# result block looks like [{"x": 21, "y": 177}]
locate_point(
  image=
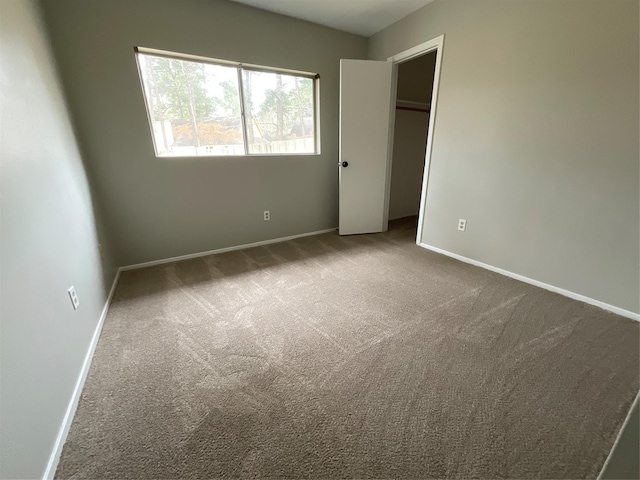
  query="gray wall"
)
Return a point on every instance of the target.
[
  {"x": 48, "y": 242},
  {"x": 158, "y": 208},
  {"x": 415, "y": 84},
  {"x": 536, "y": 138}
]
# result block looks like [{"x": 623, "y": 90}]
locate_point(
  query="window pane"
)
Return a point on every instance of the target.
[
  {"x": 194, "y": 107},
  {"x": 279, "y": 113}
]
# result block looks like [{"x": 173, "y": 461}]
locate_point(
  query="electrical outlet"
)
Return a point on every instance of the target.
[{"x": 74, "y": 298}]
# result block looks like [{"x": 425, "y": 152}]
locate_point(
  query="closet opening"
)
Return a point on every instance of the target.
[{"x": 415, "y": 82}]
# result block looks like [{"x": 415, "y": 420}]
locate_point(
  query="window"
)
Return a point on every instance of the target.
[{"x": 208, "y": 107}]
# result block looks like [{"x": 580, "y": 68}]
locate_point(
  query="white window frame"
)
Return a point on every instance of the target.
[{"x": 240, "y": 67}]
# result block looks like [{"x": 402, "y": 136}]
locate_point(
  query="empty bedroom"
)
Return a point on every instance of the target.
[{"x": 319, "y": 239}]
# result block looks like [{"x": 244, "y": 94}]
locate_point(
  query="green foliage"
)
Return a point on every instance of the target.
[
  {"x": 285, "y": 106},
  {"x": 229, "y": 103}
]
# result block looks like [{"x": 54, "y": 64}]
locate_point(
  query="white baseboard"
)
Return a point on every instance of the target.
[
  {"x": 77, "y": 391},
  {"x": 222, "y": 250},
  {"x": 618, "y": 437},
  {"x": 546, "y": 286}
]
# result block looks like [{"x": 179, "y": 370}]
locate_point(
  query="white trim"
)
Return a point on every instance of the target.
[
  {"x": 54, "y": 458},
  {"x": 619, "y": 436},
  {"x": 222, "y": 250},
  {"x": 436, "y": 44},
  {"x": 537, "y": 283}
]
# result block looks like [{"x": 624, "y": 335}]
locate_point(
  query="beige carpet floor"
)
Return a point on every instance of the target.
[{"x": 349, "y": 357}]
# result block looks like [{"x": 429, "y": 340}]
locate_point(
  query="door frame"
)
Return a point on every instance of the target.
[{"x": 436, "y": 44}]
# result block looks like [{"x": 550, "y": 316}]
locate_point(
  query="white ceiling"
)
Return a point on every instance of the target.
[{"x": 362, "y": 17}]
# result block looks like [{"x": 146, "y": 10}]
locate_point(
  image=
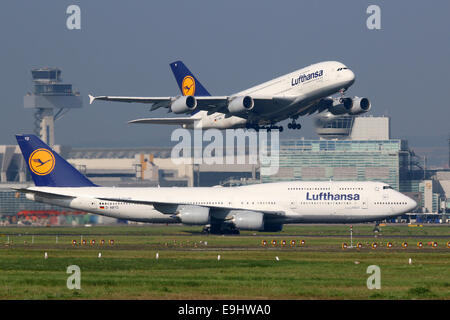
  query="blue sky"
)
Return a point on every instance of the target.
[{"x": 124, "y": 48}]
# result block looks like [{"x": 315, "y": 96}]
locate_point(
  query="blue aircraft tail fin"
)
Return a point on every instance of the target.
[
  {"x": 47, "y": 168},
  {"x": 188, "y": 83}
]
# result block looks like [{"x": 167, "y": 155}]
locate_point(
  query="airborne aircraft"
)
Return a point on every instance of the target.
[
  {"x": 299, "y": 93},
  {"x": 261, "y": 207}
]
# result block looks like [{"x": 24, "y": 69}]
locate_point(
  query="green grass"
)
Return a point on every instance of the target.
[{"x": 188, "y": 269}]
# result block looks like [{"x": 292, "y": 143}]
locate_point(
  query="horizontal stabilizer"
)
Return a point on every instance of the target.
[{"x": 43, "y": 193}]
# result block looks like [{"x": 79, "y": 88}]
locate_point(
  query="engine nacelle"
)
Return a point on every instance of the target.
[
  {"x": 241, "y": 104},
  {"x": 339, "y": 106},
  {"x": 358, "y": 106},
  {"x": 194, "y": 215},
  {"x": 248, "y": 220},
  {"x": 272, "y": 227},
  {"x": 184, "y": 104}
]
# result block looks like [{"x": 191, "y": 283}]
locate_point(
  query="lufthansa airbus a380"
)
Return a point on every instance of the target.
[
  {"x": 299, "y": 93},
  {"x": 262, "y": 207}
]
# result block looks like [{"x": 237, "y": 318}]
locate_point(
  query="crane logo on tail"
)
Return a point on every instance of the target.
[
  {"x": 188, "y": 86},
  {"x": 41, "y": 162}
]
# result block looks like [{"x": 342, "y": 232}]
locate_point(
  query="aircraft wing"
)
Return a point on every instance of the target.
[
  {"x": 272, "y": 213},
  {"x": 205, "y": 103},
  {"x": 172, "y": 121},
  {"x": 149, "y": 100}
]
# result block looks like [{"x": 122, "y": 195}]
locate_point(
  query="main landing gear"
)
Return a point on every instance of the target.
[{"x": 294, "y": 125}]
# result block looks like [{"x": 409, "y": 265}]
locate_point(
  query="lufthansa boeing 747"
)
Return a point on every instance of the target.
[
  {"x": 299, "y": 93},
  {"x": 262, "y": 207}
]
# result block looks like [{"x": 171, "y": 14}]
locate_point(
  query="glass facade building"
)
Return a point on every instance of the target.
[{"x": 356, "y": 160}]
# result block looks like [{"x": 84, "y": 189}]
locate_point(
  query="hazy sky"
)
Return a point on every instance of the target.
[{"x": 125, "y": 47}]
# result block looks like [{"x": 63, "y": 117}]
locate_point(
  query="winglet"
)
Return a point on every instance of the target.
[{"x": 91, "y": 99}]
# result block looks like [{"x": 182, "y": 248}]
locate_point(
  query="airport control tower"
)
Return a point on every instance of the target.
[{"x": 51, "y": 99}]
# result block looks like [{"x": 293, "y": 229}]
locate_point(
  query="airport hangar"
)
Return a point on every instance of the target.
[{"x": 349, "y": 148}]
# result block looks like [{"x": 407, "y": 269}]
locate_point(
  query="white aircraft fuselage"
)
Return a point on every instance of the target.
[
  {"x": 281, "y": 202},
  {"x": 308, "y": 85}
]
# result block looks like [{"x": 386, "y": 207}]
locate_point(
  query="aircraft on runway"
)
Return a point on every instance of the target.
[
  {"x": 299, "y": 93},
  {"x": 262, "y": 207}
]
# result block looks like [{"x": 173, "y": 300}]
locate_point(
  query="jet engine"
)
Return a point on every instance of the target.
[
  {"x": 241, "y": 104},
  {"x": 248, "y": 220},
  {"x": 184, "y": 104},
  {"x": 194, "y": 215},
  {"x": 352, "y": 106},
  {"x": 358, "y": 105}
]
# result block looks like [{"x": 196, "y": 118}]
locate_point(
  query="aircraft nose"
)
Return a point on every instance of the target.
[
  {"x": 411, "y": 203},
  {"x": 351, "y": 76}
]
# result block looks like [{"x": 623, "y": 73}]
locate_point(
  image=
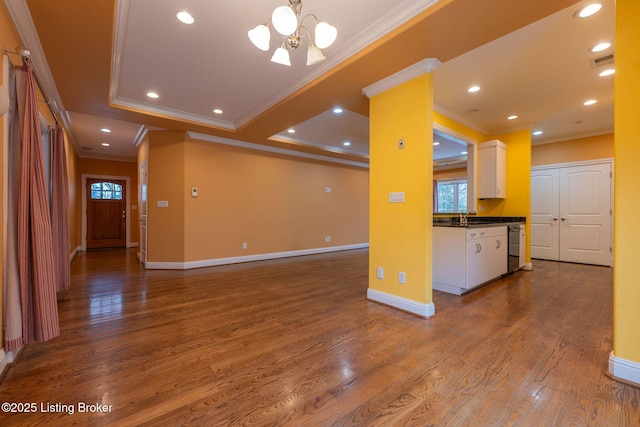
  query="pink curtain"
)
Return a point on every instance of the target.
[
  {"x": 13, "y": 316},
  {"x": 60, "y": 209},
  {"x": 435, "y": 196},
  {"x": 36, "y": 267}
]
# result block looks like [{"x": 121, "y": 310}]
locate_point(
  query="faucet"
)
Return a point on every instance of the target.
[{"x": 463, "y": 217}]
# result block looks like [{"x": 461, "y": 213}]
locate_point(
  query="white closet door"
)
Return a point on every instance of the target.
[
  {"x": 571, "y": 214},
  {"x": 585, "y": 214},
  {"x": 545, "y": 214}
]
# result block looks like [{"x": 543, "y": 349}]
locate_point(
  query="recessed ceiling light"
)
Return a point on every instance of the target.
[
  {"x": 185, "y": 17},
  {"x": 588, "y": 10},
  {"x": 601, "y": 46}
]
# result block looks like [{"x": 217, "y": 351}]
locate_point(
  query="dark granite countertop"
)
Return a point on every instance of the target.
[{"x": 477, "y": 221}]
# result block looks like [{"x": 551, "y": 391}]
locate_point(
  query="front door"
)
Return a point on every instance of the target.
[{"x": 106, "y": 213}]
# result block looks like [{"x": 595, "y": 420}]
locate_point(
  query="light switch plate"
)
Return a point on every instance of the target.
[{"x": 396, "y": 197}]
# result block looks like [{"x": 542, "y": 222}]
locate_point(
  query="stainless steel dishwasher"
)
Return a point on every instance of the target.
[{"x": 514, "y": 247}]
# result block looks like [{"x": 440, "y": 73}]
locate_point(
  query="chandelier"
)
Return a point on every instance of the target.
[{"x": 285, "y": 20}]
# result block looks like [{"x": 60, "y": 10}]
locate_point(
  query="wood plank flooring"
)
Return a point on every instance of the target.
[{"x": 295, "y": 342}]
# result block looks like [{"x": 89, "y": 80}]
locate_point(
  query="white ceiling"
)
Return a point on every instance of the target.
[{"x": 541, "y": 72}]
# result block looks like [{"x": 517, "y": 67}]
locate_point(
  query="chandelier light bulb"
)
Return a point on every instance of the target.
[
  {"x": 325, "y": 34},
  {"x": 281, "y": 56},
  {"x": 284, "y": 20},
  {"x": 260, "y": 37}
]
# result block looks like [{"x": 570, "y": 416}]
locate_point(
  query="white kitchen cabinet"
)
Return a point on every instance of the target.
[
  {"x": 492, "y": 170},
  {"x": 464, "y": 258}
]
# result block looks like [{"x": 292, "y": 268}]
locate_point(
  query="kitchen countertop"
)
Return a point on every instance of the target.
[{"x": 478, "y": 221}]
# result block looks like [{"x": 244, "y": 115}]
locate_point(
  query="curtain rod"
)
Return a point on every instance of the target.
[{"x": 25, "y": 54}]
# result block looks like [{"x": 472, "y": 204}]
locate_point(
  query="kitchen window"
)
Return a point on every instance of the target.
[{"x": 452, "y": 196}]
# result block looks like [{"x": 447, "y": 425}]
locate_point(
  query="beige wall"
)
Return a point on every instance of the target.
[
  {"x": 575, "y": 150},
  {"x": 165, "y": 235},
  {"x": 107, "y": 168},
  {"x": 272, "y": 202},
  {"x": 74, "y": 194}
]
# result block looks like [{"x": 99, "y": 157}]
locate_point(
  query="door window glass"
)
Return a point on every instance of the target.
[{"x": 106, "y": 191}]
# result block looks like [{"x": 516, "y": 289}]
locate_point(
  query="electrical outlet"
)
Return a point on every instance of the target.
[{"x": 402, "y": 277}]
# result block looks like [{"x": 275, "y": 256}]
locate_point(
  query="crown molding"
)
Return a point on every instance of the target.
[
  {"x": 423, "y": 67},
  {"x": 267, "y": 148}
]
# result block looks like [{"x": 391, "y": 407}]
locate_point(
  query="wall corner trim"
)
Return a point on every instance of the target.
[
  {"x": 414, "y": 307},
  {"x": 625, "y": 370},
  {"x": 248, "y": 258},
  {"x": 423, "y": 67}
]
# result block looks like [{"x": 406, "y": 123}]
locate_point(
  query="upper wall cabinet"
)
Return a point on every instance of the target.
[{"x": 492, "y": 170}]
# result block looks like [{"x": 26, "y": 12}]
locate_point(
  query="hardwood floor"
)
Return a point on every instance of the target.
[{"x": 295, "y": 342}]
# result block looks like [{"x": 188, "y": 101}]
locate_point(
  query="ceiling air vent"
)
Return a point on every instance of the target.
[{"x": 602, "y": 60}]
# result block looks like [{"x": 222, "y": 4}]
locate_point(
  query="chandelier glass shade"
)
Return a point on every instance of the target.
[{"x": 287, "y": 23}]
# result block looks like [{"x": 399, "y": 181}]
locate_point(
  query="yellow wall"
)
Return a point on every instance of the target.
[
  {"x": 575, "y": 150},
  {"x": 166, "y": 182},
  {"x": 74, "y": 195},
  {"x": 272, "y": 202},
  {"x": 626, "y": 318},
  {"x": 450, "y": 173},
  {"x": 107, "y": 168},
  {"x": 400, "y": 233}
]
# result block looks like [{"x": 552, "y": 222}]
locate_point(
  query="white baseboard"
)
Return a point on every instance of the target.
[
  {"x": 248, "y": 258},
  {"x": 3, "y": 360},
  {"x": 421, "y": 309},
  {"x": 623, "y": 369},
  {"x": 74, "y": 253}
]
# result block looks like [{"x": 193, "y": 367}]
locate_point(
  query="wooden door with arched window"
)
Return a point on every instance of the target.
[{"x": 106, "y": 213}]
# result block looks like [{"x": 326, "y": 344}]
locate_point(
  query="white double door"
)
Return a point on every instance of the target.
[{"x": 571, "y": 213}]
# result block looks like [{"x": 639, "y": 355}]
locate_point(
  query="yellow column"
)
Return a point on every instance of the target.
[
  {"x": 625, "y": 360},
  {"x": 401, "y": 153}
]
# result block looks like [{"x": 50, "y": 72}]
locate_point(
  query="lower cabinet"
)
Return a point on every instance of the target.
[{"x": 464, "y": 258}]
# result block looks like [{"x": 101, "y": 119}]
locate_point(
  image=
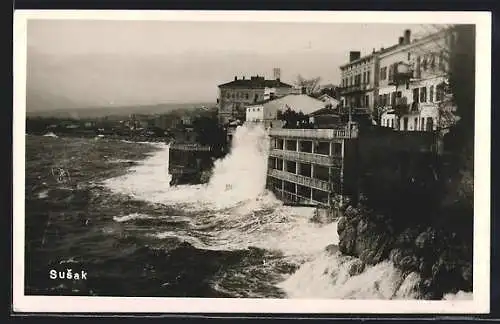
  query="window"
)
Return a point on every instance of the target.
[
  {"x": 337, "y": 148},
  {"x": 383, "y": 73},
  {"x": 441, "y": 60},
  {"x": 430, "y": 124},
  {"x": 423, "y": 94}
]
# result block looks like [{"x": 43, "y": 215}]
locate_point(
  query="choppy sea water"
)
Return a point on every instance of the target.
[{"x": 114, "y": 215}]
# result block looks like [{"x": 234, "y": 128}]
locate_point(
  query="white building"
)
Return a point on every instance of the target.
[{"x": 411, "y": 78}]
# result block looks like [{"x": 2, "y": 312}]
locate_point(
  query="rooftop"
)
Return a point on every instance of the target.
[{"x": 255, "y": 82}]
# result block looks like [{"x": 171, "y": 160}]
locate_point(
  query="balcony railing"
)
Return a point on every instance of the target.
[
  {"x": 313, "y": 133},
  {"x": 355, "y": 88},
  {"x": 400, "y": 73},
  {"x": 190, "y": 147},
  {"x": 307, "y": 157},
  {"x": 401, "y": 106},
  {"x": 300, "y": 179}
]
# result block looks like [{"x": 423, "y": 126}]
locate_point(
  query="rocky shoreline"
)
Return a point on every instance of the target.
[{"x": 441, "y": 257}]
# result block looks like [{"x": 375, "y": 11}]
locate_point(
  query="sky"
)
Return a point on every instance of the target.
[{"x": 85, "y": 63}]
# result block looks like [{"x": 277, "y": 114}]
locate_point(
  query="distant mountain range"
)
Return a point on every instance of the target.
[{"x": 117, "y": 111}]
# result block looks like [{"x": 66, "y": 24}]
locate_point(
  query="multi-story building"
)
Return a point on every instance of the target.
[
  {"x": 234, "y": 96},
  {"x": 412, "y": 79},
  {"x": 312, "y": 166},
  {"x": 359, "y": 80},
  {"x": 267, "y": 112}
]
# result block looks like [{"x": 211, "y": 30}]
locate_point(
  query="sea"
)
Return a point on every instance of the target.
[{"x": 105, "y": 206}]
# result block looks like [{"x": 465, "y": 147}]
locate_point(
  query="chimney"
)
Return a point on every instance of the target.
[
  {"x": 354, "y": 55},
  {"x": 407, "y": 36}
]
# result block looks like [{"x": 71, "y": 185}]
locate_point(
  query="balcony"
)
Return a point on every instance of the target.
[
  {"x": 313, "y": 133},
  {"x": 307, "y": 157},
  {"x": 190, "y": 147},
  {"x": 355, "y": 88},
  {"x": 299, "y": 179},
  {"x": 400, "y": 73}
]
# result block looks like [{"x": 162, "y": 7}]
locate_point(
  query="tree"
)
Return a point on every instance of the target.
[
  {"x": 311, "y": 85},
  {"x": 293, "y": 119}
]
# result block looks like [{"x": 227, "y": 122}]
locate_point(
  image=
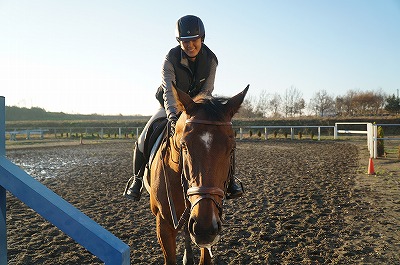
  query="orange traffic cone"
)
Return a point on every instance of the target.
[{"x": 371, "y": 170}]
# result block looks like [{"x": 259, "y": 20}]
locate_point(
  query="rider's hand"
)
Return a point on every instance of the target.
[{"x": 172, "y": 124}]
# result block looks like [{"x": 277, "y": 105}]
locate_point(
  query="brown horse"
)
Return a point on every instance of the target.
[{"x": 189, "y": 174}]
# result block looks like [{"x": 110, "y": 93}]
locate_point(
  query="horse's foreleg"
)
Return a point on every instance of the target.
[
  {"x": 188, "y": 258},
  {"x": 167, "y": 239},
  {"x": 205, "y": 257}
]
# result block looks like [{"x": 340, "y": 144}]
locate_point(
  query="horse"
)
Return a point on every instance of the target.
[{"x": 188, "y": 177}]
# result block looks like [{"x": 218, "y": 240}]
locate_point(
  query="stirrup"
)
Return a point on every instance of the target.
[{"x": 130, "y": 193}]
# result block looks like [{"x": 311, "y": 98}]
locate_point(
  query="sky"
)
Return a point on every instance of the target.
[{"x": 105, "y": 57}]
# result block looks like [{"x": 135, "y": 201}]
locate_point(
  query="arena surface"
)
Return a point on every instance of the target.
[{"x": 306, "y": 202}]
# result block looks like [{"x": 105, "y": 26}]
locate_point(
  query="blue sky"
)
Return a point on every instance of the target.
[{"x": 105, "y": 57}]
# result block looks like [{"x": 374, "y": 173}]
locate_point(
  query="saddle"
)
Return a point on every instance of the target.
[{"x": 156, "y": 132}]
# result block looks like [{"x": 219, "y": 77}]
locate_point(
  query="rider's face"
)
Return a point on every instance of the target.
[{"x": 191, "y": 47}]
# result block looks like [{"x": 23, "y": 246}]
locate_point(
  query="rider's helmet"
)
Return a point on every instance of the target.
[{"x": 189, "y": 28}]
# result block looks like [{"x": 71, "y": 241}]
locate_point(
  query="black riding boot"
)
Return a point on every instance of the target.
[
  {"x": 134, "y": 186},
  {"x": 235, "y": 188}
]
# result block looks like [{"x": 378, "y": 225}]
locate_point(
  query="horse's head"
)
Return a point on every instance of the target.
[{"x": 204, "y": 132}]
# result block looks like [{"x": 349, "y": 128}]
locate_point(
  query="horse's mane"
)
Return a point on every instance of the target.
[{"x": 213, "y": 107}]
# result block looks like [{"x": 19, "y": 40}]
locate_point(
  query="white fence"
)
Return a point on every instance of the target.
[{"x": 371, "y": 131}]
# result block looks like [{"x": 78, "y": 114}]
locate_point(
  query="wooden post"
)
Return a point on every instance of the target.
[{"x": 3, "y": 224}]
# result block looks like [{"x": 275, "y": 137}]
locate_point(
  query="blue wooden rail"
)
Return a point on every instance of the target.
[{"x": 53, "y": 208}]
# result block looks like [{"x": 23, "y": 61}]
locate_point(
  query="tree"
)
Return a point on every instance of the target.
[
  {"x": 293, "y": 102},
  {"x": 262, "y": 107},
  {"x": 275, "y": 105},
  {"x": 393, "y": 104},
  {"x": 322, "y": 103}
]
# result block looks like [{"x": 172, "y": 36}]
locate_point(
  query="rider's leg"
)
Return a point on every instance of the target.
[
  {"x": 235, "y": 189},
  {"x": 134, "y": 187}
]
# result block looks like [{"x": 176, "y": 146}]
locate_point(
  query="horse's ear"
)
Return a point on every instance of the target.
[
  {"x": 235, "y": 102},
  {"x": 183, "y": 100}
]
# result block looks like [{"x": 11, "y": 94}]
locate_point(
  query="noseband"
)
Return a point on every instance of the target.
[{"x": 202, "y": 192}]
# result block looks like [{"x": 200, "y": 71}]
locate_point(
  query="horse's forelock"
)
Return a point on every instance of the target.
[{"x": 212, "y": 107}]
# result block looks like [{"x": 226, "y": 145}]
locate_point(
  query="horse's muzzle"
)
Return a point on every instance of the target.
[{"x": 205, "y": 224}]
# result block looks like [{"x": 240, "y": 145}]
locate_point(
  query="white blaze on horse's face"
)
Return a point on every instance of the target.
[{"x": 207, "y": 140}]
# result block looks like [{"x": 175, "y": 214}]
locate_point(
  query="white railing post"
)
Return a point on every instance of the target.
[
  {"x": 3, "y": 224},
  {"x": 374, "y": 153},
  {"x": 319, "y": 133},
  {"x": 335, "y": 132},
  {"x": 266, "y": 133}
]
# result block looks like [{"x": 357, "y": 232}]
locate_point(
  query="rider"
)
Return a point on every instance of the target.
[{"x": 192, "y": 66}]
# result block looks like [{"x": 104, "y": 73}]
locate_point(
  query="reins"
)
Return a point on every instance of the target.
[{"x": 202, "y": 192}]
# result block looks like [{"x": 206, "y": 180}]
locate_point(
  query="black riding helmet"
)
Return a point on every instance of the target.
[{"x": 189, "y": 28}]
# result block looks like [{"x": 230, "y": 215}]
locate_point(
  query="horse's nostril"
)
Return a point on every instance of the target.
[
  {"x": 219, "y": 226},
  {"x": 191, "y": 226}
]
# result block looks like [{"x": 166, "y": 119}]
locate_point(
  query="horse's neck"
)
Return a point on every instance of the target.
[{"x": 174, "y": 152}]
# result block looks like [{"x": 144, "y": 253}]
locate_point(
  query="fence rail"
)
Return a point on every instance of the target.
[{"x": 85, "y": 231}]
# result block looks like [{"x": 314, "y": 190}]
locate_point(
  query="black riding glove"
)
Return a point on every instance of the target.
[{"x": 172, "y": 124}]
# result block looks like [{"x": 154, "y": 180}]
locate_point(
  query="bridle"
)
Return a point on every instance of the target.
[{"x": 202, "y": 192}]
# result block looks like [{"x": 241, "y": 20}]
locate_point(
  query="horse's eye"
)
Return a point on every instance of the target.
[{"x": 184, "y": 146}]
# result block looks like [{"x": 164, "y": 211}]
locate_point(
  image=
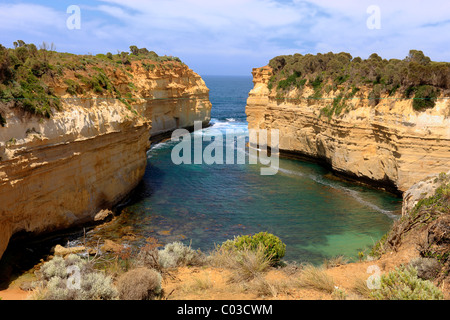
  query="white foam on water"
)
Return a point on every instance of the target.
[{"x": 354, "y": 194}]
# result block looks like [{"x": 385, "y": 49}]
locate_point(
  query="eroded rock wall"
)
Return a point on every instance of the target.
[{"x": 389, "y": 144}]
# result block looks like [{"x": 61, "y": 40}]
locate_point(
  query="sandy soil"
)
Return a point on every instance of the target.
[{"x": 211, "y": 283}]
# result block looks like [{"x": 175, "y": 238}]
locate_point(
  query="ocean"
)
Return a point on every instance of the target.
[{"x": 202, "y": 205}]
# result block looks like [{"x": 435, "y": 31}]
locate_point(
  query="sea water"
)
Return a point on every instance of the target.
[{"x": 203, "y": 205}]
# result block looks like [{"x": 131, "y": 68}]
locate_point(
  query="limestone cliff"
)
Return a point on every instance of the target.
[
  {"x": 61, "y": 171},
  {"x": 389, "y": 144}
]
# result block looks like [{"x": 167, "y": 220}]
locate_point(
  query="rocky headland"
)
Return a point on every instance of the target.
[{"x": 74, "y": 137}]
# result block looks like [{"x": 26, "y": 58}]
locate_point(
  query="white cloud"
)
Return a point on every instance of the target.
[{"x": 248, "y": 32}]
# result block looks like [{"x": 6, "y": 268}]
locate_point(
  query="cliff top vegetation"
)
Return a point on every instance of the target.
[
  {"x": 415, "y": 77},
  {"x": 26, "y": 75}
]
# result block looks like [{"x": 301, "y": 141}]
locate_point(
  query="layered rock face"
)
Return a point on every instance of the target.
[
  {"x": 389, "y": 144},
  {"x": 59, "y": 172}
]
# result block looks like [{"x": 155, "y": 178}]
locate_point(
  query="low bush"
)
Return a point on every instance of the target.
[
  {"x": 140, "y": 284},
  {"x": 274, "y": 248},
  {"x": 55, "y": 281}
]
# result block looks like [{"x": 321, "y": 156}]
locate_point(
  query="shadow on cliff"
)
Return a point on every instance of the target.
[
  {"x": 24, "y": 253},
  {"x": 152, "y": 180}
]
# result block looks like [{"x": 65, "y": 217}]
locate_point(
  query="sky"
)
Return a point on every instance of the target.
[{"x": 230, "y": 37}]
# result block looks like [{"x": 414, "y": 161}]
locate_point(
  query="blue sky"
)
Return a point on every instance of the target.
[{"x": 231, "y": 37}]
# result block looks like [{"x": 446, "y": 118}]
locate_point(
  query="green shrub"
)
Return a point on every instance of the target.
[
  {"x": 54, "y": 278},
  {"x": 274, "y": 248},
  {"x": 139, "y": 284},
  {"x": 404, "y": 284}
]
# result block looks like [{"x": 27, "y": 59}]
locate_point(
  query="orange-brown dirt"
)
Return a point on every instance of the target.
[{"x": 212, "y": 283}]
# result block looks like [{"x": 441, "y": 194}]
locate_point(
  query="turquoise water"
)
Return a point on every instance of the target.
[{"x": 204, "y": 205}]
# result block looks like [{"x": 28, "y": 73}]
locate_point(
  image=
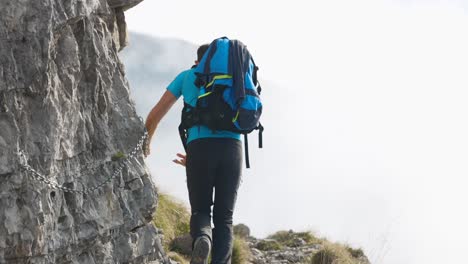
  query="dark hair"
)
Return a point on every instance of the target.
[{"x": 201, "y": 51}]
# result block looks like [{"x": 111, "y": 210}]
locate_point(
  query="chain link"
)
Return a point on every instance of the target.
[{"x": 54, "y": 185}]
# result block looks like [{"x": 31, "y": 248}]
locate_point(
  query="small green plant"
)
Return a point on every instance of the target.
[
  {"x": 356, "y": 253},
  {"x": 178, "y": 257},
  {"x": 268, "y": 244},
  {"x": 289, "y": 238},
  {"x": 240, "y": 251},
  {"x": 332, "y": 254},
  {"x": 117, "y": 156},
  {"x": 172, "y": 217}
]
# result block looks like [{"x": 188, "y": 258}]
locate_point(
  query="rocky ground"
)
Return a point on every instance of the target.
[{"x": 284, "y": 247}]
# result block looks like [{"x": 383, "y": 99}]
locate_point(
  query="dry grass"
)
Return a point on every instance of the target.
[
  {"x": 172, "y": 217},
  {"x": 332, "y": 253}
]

(Assignment): I need every line from the material that contains the word "black".

(Answer to the exercise):
  query="black riding boot"
  query="black riding helmet"
  query="black riding glove"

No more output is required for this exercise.